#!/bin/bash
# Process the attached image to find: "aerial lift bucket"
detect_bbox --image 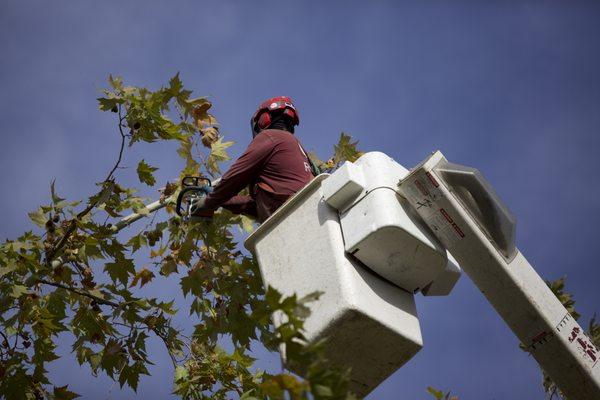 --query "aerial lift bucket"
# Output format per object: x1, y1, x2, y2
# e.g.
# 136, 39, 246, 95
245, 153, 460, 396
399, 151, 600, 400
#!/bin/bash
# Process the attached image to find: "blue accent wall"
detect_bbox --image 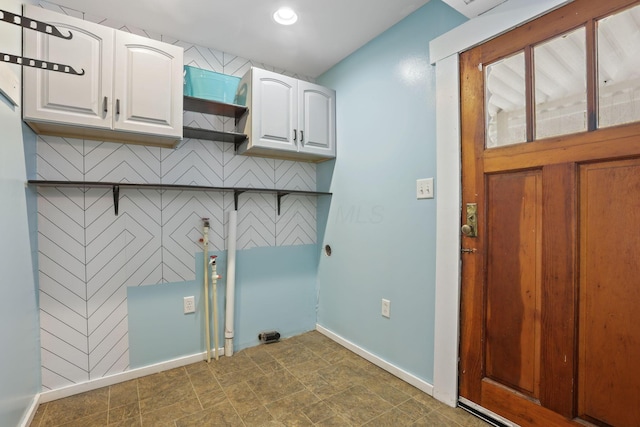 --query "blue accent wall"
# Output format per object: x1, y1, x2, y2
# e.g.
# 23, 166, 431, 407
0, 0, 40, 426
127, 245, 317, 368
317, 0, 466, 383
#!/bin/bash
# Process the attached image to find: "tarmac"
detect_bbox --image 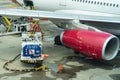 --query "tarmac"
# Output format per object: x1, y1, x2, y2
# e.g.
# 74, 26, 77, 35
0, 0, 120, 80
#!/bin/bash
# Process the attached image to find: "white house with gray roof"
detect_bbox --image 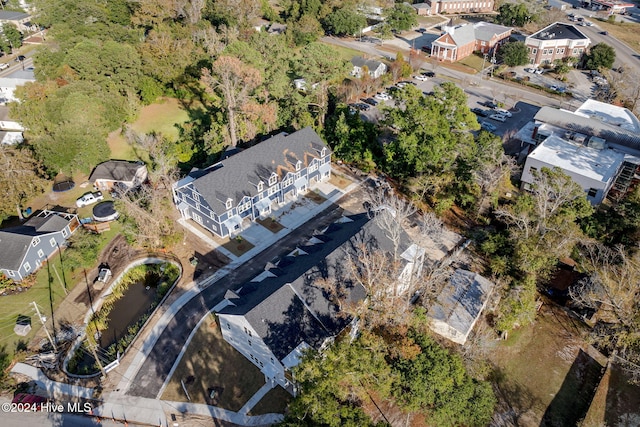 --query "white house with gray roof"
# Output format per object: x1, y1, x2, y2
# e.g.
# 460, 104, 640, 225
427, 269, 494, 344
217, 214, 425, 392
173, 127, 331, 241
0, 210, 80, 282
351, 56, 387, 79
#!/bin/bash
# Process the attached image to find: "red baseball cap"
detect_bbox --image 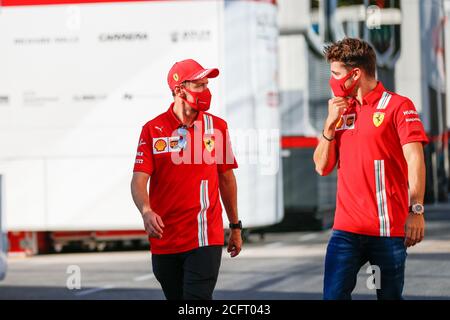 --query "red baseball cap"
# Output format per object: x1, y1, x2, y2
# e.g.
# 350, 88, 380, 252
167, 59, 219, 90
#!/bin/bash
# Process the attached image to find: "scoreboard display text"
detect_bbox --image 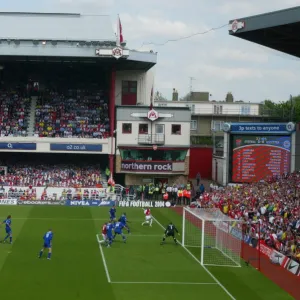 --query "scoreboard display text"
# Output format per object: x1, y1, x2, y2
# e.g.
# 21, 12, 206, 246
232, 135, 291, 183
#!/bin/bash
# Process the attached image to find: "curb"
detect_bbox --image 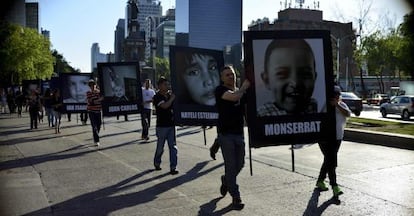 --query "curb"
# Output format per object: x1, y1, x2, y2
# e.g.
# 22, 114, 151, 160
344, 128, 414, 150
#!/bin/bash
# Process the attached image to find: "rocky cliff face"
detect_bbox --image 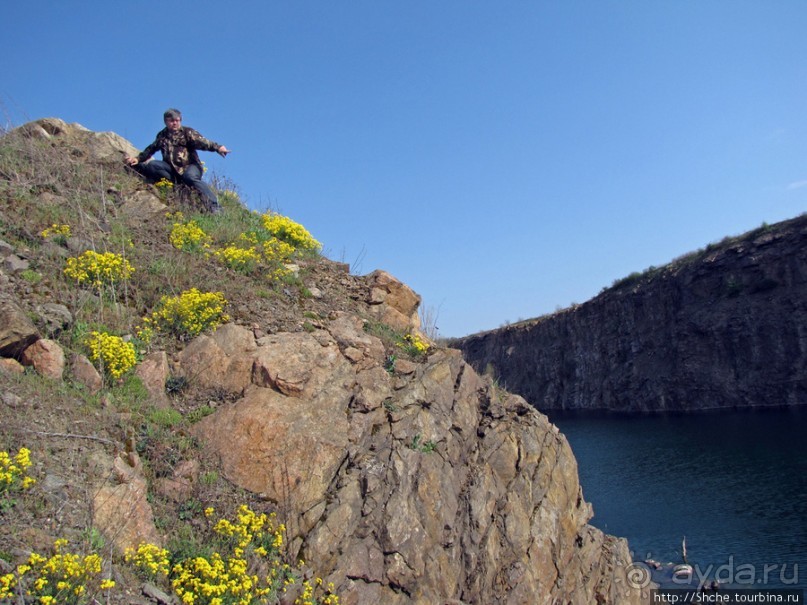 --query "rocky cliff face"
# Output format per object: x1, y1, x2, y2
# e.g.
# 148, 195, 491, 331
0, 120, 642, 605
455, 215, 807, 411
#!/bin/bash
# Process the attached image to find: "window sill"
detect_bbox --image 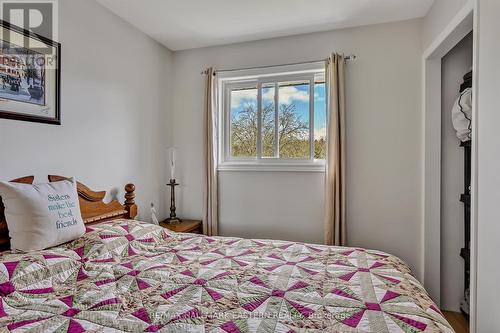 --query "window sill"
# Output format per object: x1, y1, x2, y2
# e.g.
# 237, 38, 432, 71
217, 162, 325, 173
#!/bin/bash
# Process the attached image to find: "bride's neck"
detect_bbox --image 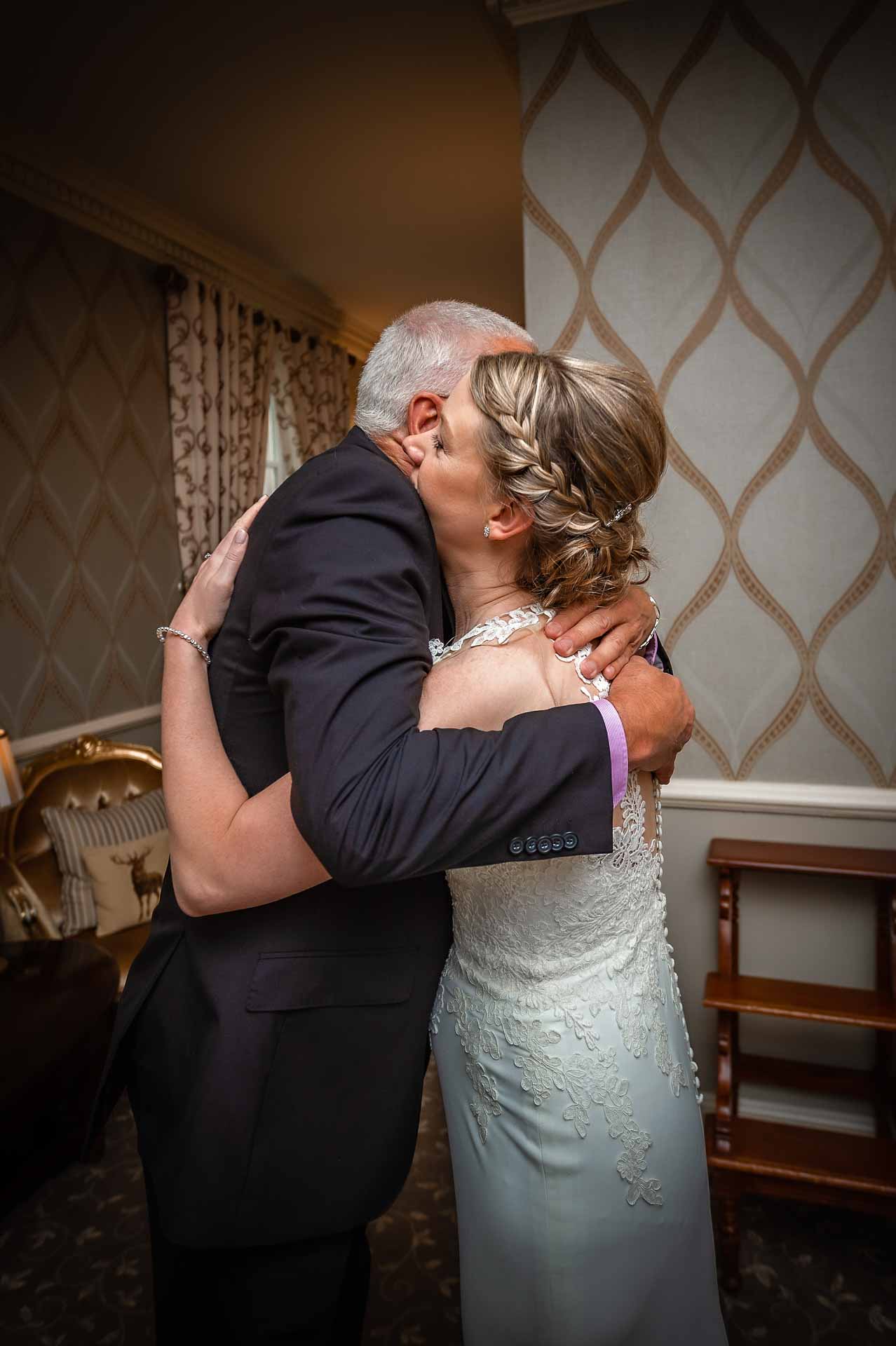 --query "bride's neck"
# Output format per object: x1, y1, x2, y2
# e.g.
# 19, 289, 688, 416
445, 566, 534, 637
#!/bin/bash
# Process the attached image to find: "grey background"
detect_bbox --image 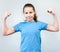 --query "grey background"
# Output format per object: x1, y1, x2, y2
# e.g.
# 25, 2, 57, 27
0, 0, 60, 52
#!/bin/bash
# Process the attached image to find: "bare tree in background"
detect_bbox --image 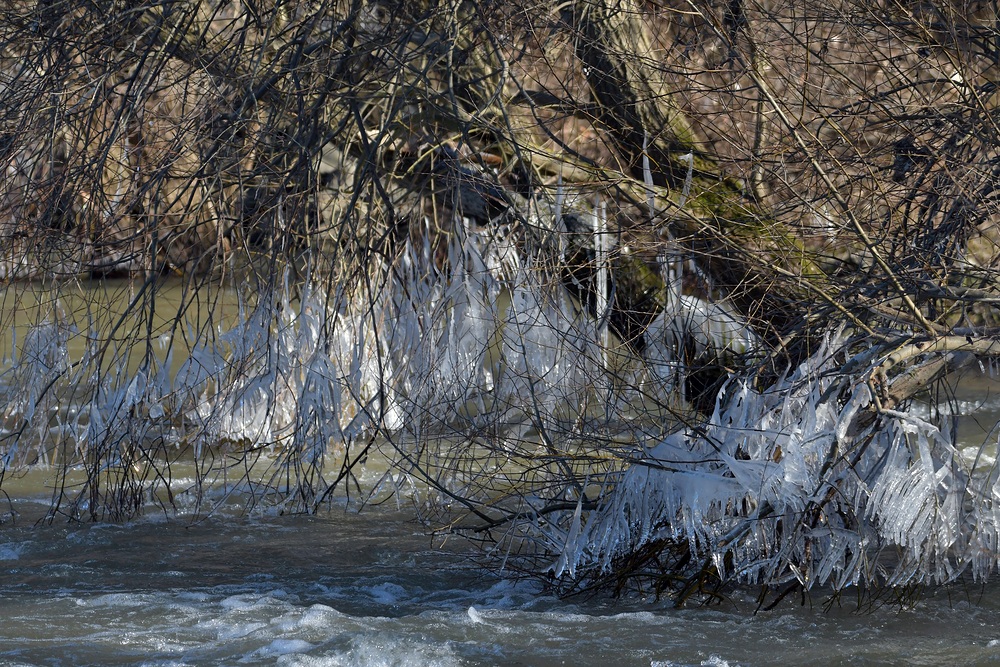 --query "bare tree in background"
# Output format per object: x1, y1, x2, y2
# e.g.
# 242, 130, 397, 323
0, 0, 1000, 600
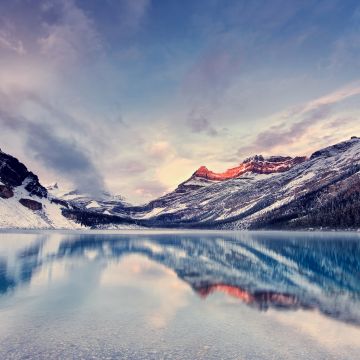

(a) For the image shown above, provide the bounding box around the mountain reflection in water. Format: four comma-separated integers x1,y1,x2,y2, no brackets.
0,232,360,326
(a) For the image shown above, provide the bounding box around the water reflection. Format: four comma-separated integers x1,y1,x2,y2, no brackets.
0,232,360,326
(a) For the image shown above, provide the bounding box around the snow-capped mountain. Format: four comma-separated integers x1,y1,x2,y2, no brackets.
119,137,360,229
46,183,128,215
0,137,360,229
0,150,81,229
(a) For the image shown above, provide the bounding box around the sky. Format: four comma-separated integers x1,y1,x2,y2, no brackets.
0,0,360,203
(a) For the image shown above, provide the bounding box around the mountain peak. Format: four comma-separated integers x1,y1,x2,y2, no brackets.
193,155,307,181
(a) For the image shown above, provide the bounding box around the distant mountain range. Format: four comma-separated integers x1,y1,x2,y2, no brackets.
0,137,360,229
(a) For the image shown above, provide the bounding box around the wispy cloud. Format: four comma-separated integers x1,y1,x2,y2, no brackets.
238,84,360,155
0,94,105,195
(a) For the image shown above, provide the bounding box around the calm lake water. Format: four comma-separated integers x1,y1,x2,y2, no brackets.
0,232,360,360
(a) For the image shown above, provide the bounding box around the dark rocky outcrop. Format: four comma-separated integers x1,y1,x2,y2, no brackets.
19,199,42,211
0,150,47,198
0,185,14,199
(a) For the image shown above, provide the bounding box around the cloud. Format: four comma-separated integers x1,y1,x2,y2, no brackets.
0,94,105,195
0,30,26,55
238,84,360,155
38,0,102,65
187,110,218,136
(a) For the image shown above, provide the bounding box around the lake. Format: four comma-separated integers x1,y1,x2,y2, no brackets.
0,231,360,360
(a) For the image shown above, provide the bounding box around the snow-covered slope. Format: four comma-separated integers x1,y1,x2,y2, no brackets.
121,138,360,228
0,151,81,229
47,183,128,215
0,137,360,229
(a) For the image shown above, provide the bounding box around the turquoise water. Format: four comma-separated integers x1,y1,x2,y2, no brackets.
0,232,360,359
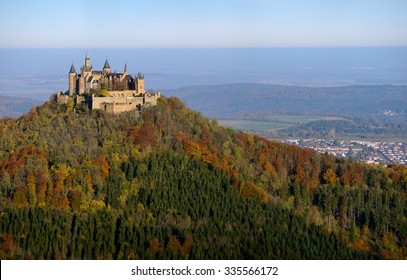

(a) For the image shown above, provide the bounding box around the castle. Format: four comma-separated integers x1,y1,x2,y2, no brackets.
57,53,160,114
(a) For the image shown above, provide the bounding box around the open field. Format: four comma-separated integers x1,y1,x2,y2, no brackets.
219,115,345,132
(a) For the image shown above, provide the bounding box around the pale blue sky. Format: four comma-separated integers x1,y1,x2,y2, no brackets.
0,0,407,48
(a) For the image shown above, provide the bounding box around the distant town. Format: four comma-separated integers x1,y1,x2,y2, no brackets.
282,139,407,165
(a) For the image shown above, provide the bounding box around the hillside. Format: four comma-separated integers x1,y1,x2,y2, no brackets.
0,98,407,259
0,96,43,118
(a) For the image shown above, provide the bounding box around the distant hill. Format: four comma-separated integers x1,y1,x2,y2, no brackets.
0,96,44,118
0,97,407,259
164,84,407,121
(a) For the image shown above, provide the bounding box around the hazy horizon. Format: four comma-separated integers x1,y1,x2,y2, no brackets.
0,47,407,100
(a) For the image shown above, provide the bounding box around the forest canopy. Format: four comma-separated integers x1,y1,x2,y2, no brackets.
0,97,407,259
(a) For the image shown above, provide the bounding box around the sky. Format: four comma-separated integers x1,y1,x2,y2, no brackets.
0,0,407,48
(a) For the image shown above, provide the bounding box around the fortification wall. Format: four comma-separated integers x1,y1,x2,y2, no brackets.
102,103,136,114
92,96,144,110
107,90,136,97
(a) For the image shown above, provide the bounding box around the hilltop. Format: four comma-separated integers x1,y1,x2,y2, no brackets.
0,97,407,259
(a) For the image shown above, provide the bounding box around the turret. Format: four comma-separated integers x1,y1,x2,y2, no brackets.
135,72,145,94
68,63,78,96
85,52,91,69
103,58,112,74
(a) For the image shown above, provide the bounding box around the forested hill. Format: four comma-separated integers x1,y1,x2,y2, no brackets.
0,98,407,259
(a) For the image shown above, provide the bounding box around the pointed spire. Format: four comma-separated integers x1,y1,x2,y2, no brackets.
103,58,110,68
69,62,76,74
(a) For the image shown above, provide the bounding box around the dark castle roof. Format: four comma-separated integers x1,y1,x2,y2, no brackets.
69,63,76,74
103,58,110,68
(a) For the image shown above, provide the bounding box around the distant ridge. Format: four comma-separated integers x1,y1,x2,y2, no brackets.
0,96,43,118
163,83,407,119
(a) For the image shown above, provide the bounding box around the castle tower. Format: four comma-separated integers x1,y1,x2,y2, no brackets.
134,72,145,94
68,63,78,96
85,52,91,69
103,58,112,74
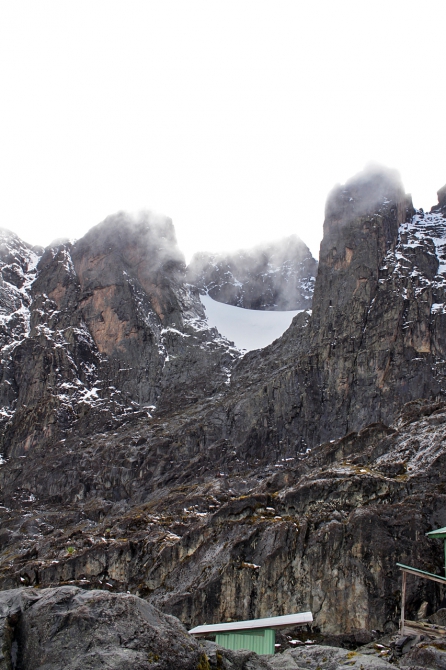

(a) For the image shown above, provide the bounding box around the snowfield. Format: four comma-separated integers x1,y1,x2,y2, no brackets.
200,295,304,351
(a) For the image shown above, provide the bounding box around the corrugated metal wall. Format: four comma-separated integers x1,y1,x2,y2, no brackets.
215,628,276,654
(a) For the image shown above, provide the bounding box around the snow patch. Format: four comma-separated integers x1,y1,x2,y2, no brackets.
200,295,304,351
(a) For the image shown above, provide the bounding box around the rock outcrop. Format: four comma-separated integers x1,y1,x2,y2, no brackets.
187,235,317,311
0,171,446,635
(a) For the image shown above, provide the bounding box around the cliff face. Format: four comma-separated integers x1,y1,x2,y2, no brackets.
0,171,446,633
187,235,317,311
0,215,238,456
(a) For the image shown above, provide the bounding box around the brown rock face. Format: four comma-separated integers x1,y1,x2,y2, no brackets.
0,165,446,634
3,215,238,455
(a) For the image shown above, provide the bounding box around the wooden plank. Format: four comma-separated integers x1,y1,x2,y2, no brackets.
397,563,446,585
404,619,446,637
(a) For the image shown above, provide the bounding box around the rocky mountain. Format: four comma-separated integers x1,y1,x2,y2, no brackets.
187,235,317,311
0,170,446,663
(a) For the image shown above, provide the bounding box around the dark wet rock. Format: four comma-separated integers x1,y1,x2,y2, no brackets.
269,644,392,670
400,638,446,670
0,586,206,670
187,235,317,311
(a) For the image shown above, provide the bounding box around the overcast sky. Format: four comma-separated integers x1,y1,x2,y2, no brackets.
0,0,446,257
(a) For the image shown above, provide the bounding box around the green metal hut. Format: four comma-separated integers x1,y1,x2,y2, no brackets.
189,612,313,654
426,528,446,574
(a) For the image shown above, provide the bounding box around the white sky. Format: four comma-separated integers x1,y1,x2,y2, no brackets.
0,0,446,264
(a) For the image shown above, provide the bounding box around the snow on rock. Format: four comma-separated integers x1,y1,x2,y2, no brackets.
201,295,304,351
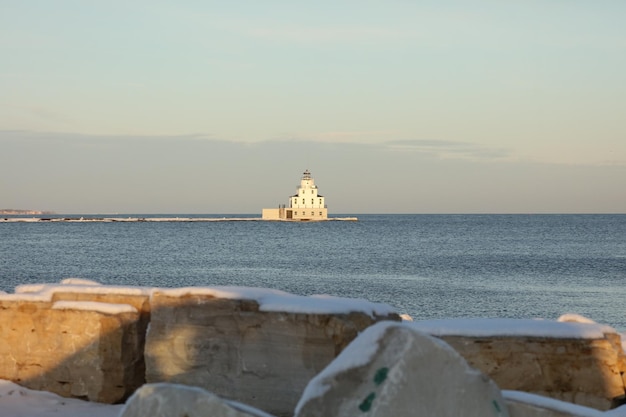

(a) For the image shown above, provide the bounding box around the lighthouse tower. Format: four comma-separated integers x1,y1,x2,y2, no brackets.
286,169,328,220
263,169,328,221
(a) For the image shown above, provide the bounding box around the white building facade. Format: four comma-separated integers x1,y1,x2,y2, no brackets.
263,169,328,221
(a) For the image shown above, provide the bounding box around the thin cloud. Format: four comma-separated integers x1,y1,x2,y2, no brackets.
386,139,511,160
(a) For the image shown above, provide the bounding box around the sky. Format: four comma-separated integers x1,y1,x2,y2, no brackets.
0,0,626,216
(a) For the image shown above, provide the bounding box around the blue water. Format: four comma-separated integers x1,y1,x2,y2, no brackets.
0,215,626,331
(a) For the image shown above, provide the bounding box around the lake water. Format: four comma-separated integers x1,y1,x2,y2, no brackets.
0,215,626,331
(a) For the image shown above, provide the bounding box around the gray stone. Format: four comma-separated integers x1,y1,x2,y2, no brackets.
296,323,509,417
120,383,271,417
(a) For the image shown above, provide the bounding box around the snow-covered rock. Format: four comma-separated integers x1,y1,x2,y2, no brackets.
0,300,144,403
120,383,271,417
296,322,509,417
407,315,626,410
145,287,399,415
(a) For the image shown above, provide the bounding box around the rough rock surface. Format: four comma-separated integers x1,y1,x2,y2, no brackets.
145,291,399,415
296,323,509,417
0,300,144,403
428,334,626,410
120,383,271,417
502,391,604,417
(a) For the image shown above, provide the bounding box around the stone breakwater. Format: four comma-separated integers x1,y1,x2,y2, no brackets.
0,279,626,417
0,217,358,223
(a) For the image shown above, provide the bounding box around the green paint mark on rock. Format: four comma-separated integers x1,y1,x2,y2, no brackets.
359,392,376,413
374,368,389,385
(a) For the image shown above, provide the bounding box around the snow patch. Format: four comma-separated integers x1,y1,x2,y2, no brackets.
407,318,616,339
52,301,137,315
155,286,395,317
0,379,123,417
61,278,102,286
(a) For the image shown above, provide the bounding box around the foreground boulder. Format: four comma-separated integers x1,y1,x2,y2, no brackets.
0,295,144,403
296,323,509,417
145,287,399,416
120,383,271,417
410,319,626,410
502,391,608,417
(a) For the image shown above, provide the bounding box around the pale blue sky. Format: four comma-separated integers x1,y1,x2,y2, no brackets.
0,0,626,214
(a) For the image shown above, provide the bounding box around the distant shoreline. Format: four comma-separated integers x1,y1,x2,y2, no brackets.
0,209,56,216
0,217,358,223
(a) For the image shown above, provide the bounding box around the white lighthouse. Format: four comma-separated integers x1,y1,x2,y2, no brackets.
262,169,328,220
■ ■ ■ ■ ■
▶ Set problem
Rewrite the part that opens with the line containing "around the open" and closes with the line containing "219,115,345,132", keeping the requests as they are but multiplying each bounding box coordinate in the answers by 0.4 and rounding to whole numbers, with halves rounded up. Give only these lines.

▶ Exercise answer
(a) For the image shown above, provide the bounding box around the open field. Format: four comma-separated integers x1,y1,x2,y2, no brackets.
88,46,138,53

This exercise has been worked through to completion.